Reproduce all of the records that follow verbatim, omitting the picture from your copy.

* Begin Dataset records *

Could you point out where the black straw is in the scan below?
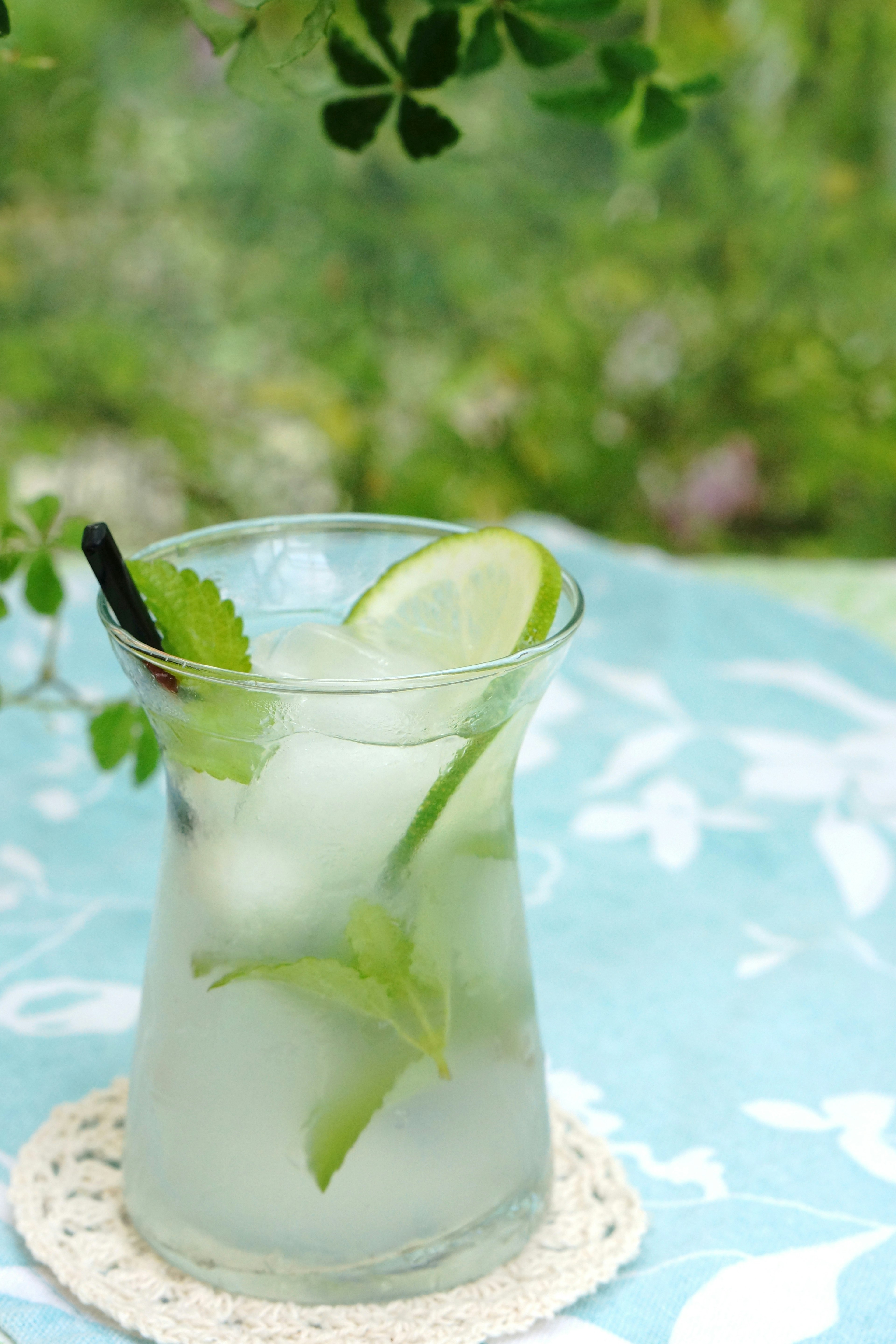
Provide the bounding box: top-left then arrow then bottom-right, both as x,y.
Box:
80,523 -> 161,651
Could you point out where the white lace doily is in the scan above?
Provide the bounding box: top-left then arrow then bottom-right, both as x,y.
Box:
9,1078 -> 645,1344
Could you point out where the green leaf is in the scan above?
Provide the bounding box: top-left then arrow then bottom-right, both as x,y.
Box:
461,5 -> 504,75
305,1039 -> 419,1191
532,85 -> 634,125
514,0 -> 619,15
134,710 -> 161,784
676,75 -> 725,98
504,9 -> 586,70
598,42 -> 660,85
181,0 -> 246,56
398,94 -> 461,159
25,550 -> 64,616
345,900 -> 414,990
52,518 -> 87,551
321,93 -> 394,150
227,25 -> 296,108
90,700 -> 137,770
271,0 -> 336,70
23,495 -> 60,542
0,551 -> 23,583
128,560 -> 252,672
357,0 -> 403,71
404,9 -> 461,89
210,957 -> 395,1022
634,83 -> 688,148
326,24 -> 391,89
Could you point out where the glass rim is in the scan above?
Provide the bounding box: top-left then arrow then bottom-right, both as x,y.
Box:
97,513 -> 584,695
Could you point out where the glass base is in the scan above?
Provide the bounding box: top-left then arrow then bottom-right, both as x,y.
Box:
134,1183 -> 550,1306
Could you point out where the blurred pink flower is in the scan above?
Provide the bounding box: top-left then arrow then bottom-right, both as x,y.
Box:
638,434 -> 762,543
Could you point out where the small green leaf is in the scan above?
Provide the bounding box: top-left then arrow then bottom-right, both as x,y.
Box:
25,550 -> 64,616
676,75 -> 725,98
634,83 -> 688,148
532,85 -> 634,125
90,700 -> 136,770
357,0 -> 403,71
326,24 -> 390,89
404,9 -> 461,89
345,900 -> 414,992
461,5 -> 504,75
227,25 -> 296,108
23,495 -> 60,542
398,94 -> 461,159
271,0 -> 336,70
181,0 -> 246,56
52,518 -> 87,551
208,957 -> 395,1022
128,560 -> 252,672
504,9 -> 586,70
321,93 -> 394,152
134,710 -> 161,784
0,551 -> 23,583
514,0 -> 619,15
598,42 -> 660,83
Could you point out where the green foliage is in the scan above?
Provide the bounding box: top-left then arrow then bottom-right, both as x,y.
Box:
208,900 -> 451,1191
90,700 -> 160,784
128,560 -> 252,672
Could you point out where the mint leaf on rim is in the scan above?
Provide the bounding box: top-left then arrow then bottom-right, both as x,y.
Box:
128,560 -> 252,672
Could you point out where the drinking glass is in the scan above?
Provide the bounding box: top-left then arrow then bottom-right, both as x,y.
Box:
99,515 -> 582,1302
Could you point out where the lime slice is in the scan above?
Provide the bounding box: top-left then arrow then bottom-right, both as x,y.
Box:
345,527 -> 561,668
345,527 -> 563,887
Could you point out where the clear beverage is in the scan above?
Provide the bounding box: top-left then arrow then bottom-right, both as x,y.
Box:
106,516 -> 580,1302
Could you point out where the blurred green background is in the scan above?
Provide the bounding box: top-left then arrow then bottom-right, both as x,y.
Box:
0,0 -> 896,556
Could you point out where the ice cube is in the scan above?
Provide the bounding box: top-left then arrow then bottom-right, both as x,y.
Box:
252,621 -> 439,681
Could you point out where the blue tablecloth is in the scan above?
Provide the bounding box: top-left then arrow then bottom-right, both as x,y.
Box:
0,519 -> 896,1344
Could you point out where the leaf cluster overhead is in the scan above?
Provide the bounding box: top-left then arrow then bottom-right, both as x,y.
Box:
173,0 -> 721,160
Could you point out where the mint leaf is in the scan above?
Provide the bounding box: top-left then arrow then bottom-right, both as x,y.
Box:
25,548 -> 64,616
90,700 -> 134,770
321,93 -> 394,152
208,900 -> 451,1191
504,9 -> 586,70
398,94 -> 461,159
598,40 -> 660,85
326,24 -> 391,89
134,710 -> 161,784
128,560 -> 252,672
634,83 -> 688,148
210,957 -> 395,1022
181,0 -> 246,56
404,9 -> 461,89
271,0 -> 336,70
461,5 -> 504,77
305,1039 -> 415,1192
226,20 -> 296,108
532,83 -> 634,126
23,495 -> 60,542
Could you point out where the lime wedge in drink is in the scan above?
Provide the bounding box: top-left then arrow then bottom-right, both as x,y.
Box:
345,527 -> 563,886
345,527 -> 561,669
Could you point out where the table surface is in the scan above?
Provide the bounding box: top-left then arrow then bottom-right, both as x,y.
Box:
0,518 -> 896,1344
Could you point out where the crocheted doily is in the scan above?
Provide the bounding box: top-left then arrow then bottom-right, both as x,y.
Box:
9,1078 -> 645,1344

* End Dataset records *

_Finished answer_.
Could you point out where the black straw is in the scan below?
Provide the bounding box: top-left then arrow then bottom-right, both as x,y.
Box:
80,523 -> 161,651
Could you point out where the white lace doily is in the scan above?
Provide the bounding box: top-left then arrow then bottom-right, both as x,y.
Box:
9,1078 -> 645,1344
Could you point out where the green leaf is in the scan above?
Provide the bounding box: top-left then arrow then bottom-right, both as x,y.
Box:
461,5 -> 504,75
305,1039 -> 419,1191
532,85 -> 634,125
514,0 -> 619,15
134,710 -> 161,784
676,75 -> 725,98
504,9 -> 586,70
598,42 -> 660,85
181,0 -> 246,56
398,94 -> 461,159
25,550 -> 64,616
345,900 -> 414,990
52,518 -> 87,551
321,93 -> 394,150
227,25 -> 296,108
90,700 -> 137,770
271,0 -> 336,70
23,495 -> 60,542
0,551 -> 23,583
128,560 -> 252,672
357,0 -> 403,71
404,9 -> 461,89
210,957 -> 395,1022
634,83 -> 688,148
326,24 -> 391,89
Could you point out where the glass rim is in the scan above?
Provide the bounding box: top-left then arrow then bottom-right, both as x,y.
Box:
97,513 -> 584,695
Could you point out where the glass base is in the scan above?
Provide the bounding box: top-left then arrow then bottom-right, both as x,y.
Box:
134,1183 -> 550,1306
Could you point out where the blurred pink flower is in the scan above?
Provide the bounding box: top-left then arrow then bottom-right, both as x,y.
Box:
638,434 -> 762,543
Could you point out where the small green leaf is in the scan above?
Provide the bounding box: top-left then arrow then bottom-right, both as x,y.
Box:
25,550 -> 64,616
676,75 -> 725,98
634,83 -> 688,148
532,85 -> 634,125
90,700 -> 136,770
357,0 -> 403,71
326,24 -> 390,89
404,9 -> 461,89
345,900 -> 414,992
461,5 -> 504,75
227,25 -> 296,108
23,495 -> 60,542
398,94 -> 461,159
271,0 -> 336,70
181,0 -> 246,56
52,518 -> 87,551
208,957 -> 395,1022
128,560 -> 252,672
504,9 -> 586,70
321,93 -> 394,152
134,710 -> 161,784
0,551 -> 23,583
514,0 -> 619,15
598,42 -> 660,83
Could you point out where the green foliage is in the scan above?
Provide the bounding box: top-left then arrow then bottom-right, both as x,y.
Box:
208,900 -> 451,1191
90,700 -> 160,784
128,560 -> 252,672
Could you point out where the mint leaf on rim is in the scan above?
Provide the bounding box: top-left then arrow then bottom-right, both as x,y.
Box:
128,560 -> 252,672
Could you point out where the drinking glass is in the scan above?
Provide the bounding box: top-left then arrow then bottom-right, both as x,y.
Box:
99,515 -> 582,1302
Could you point out where the lime slice is in the scan above?
Provide the bounding box: top-left then arrow then bottom-right, both as x,y.
Box:
345,527 -> 561,668
345,527 -> 563,887
Could you point out where the clear beverage is in the scan above?
Provide the bounding box: top-left then arrow then bottom-right, both as x,y.
Box:
106,516 -> 580,1302
Could you point out where the blurred green background is in the scan above?
Provide the bounding box: top-left then arrow then bottom-right, both as x,y.
Box:
0,0 -> 896,556
Could you point out where the ice cube is in the scan above?
Provide the bounding box: top-left then arrow then bottom-right, both as x,y.
Box:
252,621 -> 439,681
Could you point out where the blue tablecloth is in the scan above?
Provide the bounding box: top-left then arrow then bottom-right, both as x,y.
Box:
0,519 -> 896,1344
Could you point out where the leaf cluster overhead is in the scan above?
Provide the bounding box: top-left then arrow then bottom-right, both as x,y.
Box:
173,0 -> 721,160
Could you point out where the mint leaf is in the scan above?
Provide the bounding box: top-left then arrow then bottom-right, both as x,y.
Box:
25,548 -> 64,616
90,700 -> 134,770
321,93 -> 394,152
208,900 -> 451,1191
504,9 -> 586,70
398,94 -> 461,159
598,40 -> 660,85
326,24 -> 391,89
134,710 -> 161,784
128,560 -> 252,672
634,83 -> 688,148
210,957 -> 395,1022
181,0 -> 246,56
404,9 -> 461,89
271,0 -> 336,70
461,5 -> 504,77
305,1039 -> 415,1192
226,20 -> 296,108
532,83 -> 634,126
23,495 -> 60,542
Could you point out where the lime wedge in drink is in the scan above?
Provide the bounding box: top-left then arrow then bottom-right, both as x,y.
Box:
345,527 -> 563,886
345,527 -> 561,669
Could you point out where the table surface is in the scan above?
Provide the bounding box: top-left then arrow then bottom-right, both as x,y.
Box:
0,518 -> 896,1344
Could you point out where the crocheted doily is in the scan above?
Provide the bounding box: top-left then arrow then bottom-right, both as x,y.
Box:
9,1078 -> 645,1344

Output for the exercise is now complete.